Format only the lines from the one containing "Each instance receives one keypoint. Annotate the white gate" up to and including the one containing "Each instance receives one keypoint. Annotate the wooden gate" as a Markdown table with the columns No. and Line, leaving out blank lines.
**** Stored records ****
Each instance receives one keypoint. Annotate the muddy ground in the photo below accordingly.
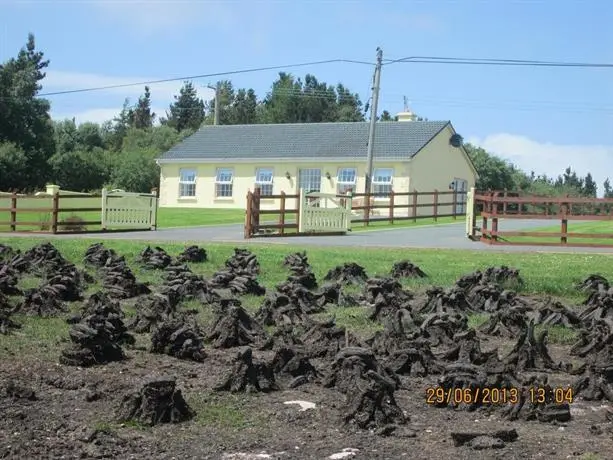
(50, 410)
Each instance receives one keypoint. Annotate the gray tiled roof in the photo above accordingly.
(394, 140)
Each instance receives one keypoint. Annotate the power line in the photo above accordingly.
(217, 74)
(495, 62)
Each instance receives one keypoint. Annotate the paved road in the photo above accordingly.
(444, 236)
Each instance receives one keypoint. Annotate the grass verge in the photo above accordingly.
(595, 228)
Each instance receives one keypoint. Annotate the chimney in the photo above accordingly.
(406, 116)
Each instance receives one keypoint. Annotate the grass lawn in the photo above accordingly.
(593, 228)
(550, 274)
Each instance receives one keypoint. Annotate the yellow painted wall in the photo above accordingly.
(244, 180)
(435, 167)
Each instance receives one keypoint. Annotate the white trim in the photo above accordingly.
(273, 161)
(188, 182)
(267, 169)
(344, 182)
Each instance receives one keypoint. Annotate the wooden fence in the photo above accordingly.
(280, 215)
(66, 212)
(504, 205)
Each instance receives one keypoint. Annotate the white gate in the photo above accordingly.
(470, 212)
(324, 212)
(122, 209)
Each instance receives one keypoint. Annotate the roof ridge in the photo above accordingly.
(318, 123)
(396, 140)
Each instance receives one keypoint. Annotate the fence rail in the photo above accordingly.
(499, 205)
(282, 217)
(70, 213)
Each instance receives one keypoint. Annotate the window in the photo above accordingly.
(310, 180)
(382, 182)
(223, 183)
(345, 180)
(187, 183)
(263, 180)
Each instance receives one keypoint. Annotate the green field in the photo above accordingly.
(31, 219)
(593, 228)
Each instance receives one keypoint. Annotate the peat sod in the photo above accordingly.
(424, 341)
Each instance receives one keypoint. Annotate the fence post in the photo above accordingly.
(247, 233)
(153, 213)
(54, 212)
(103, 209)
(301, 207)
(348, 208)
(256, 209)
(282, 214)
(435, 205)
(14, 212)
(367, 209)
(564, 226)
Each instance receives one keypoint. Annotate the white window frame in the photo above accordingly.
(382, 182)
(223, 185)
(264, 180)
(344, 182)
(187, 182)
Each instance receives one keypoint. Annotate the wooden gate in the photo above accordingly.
****
**** Stored records ****
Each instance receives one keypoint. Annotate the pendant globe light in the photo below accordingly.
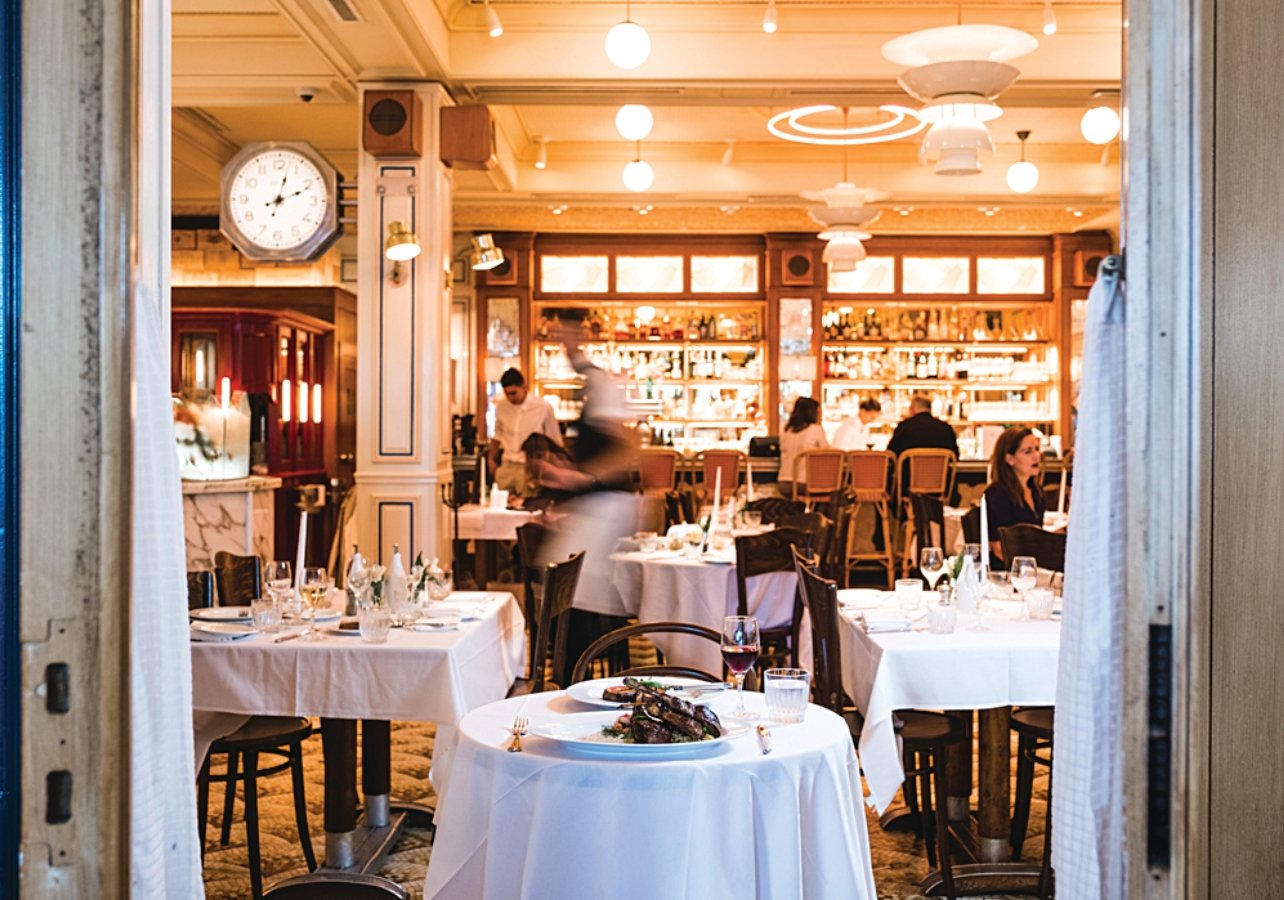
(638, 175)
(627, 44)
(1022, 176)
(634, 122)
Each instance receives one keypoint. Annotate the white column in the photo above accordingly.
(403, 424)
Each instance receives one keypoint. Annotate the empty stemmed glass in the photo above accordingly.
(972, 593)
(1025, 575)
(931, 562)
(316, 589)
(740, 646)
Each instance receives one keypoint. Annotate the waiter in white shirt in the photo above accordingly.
****
The response
| No. | Line |
|---|---|
| 1 | Each instance receives one keypoint. Annotate the white gate in the photo above accordingly. |
| 2 | (470, 212) |
| 3 | (324, 212) |
| 4 | (122, 209) |
| 5 | Each instance receives one keypoint. Annotate the roof ridge in the photo above accordingly. |
| 6 | (318, 123) |
| 7 | (396, 140) |
| 8 | Each instance receives one keypoint. Annotate the fence rail in the photo above accordingly. |
| 9 | (499, 205) |
| 10 | (282, 217) |
| 11 | (70, 213) |
| 12 | Each instance receives one keypoint. Annotate the window in the photo above accordingly. |
| 13 | (310, 180) |
| 14 | (382, 182) |
| 15 | (223, 183) |
| 16 | (345, 180) |
| 17 | (187, 183) |
| 18 | (263, 180) |
| 19 | Each instance receives one keypoint. Annotate the green field in the photo above accordingly. |
| 20 | (31, 219) |
| 21 | (593, 228) |
| 22 | Each instance receives one keypoint. Annotate the peat sod in the photo above accordingly. |
| 23 | (424, 341) |
| 24 | Each instance receives one keypoint. Annotate the fence post in the photo above accordingly. |
| 25 | (247, 233) |
| 26 | (153, 213) |
| 27 | (54, 212) |
| 28 | (103, 209) |
| 29 | (301, 207) |
| 30 | (348, 208) |
| 31 | (256, 209) |
| 32 | (282, 214) |
| 33 | (435, 205) |
| 34 | (14, 212) |
| 35 | (367, 209) |
| 36 | (564, 226) |
| 37 | Each instance receives one keypoint. Annotate the white window frame in the photo above accordingly. |
| 38 | (382, 182) |
| 39 | (223, 185) |
| 40 | (264, 180) |
| 41 | (344, 182) |
| 42 | (187, 182) |
| 43 | Each instance receives one keypoint. Annotate the wooden gate in the photo above accordingly. |